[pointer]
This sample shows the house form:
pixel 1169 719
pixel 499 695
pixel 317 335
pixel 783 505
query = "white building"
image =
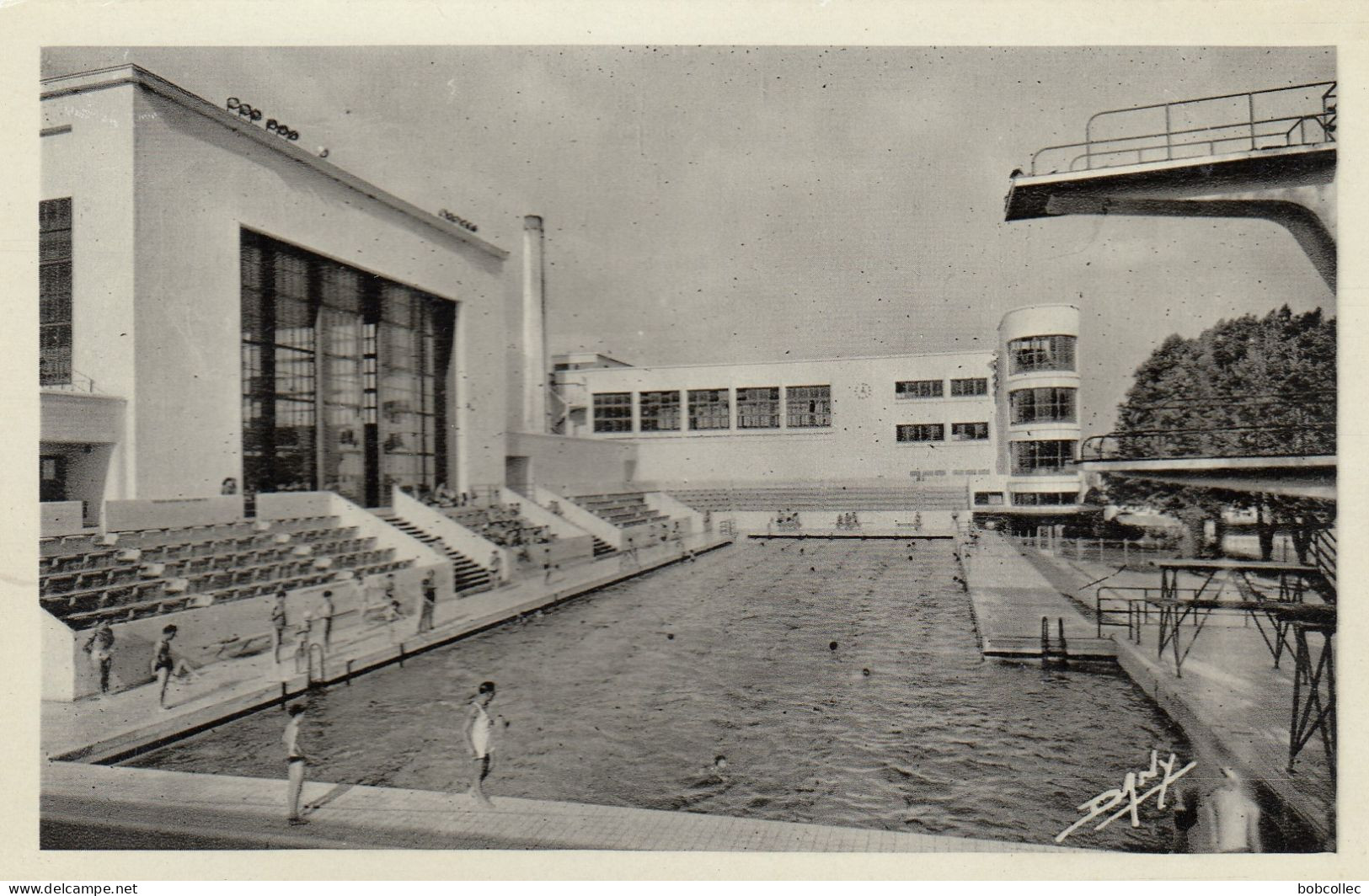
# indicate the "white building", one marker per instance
pixel 221 304
pixel 1001 426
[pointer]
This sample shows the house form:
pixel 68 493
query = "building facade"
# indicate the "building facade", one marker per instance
pixel 1003 424
pixel 219 304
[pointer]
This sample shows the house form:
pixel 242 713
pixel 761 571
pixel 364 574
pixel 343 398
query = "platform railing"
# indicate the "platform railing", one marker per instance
pixel 1309 440
pixel 1312 122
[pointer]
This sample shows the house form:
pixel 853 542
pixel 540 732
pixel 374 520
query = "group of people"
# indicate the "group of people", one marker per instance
pixel 477 733
pixel 444 497
pixel 504 525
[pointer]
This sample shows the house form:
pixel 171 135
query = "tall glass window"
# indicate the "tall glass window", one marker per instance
pixel 1040 353
pixel 808 407
pixel 55 291
pixel 757 408
pixel 613 412
pixel 1040 405
pixel 659 412
pixel 1044 457
pixel 344 376
pixel 708 409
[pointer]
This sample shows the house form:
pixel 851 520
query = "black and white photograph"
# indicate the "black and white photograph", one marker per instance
pixel 737 449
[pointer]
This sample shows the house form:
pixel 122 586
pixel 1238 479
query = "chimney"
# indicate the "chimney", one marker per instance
pixel 534 328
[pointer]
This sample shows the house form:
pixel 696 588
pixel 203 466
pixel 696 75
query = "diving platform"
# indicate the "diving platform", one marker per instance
pixel 1290 477
pixel 1263 153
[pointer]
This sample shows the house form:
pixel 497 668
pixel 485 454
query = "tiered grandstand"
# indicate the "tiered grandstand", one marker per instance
pixel 821 497
pixel 467 576
pixel 501 524
pixel 115 578
pixel 622 509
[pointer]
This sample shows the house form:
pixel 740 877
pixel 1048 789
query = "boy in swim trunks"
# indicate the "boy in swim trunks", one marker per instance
pixel 479 740
pixel 295 762
pixel 164 664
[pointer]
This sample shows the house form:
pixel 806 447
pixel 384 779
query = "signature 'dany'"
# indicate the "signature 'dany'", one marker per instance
pixel 1130 797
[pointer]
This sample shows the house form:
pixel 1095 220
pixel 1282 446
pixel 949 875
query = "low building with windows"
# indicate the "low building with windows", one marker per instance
pixel 1003 427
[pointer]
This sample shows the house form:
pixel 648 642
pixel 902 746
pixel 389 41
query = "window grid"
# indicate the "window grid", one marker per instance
pixel 922 433
pixel 1044 499
pixel 972 386
pixel 968 431
pixel 919 389
pixel 709 409
pixel 808 407
pixel 55 291
pixel 757 408
pixel 1042 353
pixel 612 412
pixel 659 412
pixel 1044 457
pixel 1040 405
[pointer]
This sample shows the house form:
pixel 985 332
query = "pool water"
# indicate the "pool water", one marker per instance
pixel 626 696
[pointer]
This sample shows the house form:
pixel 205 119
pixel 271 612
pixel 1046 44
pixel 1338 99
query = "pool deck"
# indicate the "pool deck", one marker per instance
pixel 1011 600
pixel 122 724
pixel 142 806
pixel 858 534
pixel 1231 702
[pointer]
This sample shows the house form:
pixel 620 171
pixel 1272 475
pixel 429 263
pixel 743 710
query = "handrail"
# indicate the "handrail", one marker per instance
pixel 1253 129
pixel 324 661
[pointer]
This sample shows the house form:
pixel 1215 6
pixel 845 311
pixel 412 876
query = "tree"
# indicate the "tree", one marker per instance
pixel 1252 386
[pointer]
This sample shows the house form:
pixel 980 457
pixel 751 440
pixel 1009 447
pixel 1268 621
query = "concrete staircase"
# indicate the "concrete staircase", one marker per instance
pixel 467 576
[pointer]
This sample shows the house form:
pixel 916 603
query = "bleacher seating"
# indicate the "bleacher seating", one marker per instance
pixel 827 499
pixel 622 509
pixel 500 523
pixel 467 576
pixel 120 576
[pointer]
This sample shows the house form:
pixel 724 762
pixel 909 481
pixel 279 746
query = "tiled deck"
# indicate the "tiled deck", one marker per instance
pixel 249 813
pixel 1231 701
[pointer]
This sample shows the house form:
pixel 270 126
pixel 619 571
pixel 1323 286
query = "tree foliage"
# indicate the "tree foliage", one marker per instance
pixel 1246 386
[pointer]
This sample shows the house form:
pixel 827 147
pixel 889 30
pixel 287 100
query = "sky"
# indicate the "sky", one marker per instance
pixel 723 204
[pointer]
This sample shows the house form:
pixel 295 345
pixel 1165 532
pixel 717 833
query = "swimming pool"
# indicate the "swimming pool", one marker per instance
pixel 626 696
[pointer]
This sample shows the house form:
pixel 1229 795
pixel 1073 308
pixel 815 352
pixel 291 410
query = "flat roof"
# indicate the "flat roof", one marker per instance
pixel 853 357
pixel 131 74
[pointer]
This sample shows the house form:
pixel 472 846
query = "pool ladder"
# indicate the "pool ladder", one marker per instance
pixel 1057 653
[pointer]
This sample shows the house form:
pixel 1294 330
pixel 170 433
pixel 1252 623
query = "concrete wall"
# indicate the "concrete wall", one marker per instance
pixel 174 352
pixel 88 156
pixel 164 513
pixel 560 462
pixel 861 442
pixel 59 517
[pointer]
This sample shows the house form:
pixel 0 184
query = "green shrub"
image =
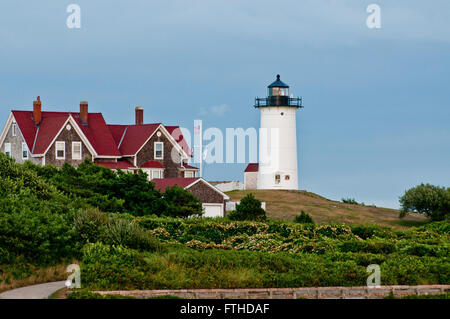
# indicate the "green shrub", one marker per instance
pixel 303 218
pixel 119 231
pixel 249 208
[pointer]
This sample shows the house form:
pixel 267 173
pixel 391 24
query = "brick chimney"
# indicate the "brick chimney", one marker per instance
pixel 139 115
pixel 37 111
pixel 84 112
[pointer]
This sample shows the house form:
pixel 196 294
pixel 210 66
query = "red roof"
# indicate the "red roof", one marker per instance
pixel 252 167
pixel 116 165
pixel 107 140
pixel 163 183
pixel 39 138
pixel 152 164
pixel 187 166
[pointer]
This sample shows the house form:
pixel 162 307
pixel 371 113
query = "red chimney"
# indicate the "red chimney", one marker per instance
pixel 139 115
pixel 84 112
pixel 37 111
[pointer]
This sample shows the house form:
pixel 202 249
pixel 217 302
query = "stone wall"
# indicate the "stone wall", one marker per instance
pixel 289 293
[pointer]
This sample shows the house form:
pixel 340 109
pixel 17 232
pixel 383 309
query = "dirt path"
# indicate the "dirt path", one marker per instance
pixel 42 291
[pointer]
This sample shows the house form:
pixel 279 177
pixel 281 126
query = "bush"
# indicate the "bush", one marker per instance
pixel 303 218
pixel 122 232
pixel 248 209
pixel 433 201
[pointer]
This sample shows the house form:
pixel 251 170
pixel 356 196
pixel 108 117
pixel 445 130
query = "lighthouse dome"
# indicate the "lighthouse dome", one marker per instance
pixel 278 83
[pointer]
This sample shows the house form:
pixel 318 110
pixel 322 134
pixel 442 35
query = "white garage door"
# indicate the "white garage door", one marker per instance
pixel 213 210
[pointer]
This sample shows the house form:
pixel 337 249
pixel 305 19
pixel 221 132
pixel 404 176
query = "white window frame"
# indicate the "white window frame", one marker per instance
pixel 8 149
pixel 154 172
pixel 73 151
pixel 192 173
pixel 64 150
pixel 24 149
pixel 162 150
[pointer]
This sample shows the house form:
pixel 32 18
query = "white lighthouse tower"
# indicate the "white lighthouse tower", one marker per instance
pixel 277 167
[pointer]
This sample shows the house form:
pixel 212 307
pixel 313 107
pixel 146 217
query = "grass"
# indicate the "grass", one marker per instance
pixel 286 204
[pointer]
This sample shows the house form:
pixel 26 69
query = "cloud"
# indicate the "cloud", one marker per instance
pixel 215 110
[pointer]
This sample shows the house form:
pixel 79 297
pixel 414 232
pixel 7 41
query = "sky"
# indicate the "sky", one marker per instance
pixel 377 113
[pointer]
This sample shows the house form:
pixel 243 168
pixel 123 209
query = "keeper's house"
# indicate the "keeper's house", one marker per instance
pixel 45 137
pixel 67 137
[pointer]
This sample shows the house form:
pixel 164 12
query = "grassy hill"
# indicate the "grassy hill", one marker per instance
pixel 283 204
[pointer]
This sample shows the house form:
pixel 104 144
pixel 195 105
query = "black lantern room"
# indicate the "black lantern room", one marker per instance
pixel 278 95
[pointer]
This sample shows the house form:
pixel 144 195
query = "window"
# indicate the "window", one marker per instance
pixel 156 174
pixel 76 150
pixel 8 149
pixel 60 150
pixel 159 146
pixel 277 178
pixel 24 151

----------

# WHAT TO WORK ON
Copy out the listing above, everything from its start down to the line containing "pixel 1001 426", with both ends included. Leave the pictures out of your copy.

# RESULT FOR THIS TASK
[pointer]
This sample shows the house form:
pixel 1169 719
pixel 499 695
pixel 317 335
pixel 783 505
query = "white building"
image =
# indicate the "white building", one marker per instance
pixel 221 304
pixel 1001 426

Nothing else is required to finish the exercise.